Instrução 1 :: Substitua "tambaquis" por "pirarucus" no trecho sobre os peixes da Amazônia entre "No período das" e "até pelo Vietnã.", inclusive, e reproduza essa parte com a troca feita.

Trecho citado ::
########

A MULTIPLICAÇÃO DOS PEIXES


Nos últimos dois anos, novas políticas públicas buscam desenvolver o setor e ampliar o
uso de inovações tecnológicas na produção e na gestão aquícola

“Como pode o peixe vivo


Viver longe da água fria?”
Peixe Vivo

No período das cheias na Amazônia, os rios crescem e encobrem


árvores e arbustos em várzeas e igapós. Palmeiras inteiras ficam
sob o manto das águas. Ali, os peixes parecem voar entre galhos,
pousando e repousando entre ramagens. É curioso observar
o voo dos tambaquis e de outros peixes amazônicos comendo as
frutas das árvores, como tucanos. Ou arrancando as sementes de
altos ramos, como papagaios. A nado. A diversidade de peixes na
Amazônia é grande. E a produção pesqueira, muito limitada. Os
estoques pesqueiros não conseguem alimentar a região. Manaus,
Belém, Marabá e cidades amazônicas são abastecidas em peixes
até pelo Vietnã.

########

[Trechos de registros de anotação]
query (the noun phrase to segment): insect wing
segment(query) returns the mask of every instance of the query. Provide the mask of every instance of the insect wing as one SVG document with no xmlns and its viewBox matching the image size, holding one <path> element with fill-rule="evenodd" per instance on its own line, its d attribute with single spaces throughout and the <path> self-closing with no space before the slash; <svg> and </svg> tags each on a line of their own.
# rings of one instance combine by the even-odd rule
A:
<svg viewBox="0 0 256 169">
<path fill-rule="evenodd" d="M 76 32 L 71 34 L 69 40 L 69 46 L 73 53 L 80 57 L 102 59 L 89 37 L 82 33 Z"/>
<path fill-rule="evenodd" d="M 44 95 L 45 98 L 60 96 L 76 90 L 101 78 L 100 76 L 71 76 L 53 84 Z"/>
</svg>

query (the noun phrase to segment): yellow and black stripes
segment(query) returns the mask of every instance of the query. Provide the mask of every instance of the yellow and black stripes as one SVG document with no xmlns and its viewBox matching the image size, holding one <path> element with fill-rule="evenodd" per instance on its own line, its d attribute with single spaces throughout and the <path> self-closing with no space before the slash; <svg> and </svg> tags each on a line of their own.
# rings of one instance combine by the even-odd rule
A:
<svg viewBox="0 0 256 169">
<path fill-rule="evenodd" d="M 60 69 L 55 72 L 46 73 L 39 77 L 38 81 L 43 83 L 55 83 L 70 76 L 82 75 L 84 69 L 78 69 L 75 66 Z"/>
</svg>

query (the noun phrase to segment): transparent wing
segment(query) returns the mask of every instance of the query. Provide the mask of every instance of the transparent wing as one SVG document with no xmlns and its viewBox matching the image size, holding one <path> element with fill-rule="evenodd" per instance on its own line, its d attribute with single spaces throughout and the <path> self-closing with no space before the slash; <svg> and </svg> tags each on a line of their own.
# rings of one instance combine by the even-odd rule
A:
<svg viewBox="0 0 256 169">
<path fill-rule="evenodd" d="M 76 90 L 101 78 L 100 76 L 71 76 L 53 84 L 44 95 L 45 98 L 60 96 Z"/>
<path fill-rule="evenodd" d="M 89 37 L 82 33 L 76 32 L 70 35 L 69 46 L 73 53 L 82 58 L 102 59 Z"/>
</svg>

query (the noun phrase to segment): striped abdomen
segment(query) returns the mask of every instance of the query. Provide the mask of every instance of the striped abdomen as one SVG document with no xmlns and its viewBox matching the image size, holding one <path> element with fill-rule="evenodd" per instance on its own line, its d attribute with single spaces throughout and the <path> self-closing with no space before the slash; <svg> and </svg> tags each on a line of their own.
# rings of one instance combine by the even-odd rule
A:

########

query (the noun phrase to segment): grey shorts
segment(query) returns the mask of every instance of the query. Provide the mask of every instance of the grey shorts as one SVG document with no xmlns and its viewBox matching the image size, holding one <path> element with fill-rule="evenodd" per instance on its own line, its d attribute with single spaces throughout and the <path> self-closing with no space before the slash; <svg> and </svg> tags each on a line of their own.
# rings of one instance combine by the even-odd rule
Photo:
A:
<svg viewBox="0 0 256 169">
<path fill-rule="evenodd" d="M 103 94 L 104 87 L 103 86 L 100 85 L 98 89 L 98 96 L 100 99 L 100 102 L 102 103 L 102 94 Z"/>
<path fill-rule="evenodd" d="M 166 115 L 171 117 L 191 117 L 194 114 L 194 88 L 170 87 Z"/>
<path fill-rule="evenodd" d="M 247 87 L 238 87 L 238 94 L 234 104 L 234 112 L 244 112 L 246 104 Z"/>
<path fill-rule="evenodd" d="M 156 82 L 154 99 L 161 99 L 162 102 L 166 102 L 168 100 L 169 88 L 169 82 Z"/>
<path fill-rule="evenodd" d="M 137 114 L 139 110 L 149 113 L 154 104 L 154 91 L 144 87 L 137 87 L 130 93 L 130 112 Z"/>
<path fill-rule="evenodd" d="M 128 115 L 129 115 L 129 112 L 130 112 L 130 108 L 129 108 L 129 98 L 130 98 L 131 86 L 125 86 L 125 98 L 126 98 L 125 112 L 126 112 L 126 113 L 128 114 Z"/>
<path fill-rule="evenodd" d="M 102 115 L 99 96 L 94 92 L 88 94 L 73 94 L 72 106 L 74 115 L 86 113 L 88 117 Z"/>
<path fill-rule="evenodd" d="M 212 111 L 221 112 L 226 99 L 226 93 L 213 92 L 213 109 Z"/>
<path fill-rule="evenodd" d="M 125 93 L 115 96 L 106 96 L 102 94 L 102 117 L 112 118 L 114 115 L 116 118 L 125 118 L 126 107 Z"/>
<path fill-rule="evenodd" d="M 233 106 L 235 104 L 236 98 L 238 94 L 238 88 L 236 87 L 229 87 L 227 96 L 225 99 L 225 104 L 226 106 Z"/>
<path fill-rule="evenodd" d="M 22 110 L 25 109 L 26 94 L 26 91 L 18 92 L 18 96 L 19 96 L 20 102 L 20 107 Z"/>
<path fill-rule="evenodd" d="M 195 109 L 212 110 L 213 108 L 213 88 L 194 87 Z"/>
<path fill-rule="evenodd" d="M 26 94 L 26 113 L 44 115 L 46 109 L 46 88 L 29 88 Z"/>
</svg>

########

Instrução 2 :: Reescalone os registros entre as linhas que contêm "query (the noun phrase to segment): insect" e "80 57 L 102", inclusive, reproduzindo só essas linhas com as solicitações mantidas. Multiplique por 1,65 cada número das respostas (dimensões do viewBox e coordenadas dos contornos) e arredonde para inteiros, com metades para cima.

Resposta final 1 ::
No período das cheias na Amazônia, os rios crescem e encobrem


árvores e arbustos em várzeas e igapós. Palmeiras inteiras ficam
sob o manto das águas. Ali, os peixes parecem voar entre galhos,
pousando e repousando entre ramagens. É curioso observar
o voo dos pirarucus e de outros peixes amazônicos comendo as
frutas das árvores, como tucanos. Ou arrancando as sementes de
altos ramos, como papagaios. A nado. A diversidade de peixes na
Amazônia é grande. E a produção pesqueira, muito limitada. Os
estoques pesqueiros não conseguem alimentar a região. Manaus,
Belém, Marabá e cidades amazônicas são abastecidas em peixes
até pelo Vietnã.

Resposta final 2 ::
query (the noun phrase to segment): insect wing
segment(query) returns the mask of every instance of the query. Provide the mask of every instance of the insect wing as one SVG document with no xmlns and its viewBox matching the image size, holding one <path> element with fill-rule="evenodd" per instance on its own line, its d attribute with single spaces throughout and the <path> self-closing with no space before the slash; <svg> and </svg> tags each on a line of their own.
# rings of one instance combine by the even-odd rule
A:
<svg viewBox="0 0 422 279">
<path fill-rule="evenodd" d="M 125 53 L 117 56 L 114 66 L 114 76 L 120 87 L 132 94 L 168 97 L 147 61 L 135 54 Z"/>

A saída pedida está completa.